Records shown:
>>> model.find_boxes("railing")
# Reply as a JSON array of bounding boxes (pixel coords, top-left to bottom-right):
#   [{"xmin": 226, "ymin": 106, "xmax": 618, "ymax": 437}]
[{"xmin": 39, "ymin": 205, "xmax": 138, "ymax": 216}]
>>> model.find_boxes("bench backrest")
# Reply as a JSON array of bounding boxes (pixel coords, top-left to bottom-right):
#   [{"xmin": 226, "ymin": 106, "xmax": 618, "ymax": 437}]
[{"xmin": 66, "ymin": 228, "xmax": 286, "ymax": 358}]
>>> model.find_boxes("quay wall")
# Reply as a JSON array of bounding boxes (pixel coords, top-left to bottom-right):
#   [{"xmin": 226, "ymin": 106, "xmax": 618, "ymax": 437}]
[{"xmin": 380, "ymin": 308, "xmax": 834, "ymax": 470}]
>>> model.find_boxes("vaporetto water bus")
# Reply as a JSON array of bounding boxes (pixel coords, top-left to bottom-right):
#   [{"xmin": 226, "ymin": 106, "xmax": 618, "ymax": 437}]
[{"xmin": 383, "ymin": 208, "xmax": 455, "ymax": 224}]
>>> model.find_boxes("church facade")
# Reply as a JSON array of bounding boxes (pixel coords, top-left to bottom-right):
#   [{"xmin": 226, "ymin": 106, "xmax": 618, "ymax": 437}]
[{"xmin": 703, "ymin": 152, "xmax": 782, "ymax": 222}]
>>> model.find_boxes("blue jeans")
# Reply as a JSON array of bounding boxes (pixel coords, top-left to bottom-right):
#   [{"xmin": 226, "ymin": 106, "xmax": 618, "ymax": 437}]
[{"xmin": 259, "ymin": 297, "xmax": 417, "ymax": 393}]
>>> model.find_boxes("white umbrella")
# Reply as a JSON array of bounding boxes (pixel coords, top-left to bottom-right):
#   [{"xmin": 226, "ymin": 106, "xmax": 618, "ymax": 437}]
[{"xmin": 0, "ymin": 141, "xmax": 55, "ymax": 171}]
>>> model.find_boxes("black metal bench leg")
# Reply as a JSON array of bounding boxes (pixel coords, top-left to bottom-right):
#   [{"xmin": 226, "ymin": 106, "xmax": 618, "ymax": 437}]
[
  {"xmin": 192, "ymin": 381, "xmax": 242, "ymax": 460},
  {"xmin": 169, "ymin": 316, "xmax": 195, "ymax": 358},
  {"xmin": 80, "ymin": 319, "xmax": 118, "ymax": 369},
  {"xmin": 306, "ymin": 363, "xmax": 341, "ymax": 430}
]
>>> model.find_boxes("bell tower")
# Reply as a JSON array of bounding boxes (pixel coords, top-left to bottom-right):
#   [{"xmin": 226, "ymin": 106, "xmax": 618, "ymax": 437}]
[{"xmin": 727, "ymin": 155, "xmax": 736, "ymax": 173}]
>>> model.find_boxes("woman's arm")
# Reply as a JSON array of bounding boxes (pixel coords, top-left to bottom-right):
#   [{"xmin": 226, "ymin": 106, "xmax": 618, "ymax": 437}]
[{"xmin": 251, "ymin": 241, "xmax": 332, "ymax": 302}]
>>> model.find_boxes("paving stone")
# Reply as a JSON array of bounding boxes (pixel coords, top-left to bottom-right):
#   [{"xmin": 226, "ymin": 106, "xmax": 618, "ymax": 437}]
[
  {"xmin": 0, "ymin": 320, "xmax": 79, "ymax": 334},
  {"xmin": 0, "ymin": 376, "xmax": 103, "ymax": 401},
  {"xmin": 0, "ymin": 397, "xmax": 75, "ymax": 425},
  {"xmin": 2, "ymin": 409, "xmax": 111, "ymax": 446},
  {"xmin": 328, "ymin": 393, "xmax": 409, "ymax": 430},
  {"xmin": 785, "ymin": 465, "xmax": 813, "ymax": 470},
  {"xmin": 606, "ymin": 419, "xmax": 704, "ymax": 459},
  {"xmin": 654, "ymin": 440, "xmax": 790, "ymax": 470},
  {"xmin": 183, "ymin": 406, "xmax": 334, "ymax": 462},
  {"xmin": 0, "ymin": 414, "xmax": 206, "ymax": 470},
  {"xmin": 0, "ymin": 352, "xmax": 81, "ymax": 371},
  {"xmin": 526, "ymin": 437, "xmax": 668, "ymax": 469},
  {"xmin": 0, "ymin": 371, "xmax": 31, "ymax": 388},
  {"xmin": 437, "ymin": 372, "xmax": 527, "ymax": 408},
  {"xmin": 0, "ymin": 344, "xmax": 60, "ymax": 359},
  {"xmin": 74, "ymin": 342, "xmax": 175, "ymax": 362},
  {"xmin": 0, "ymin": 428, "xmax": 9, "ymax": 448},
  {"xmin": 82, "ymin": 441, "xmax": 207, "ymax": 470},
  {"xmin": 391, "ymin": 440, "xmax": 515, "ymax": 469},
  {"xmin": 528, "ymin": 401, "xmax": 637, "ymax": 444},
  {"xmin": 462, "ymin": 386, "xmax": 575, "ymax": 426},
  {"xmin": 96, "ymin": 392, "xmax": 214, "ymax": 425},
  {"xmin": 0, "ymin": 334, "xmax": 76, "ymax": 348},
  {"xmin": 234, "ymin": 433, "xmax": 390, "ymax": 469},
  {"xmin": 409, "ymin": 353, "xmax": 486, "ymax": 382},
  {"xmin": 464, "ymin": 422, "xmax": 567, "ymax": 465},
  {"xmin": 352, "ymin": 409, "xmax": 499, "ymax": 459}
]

Exercise goal:
Please copy every line of the material that contains the word "bench".

Response to this task:
>>> model.find_boxes("bench backrest")
>>> model.find_boxes("black metal bench leg")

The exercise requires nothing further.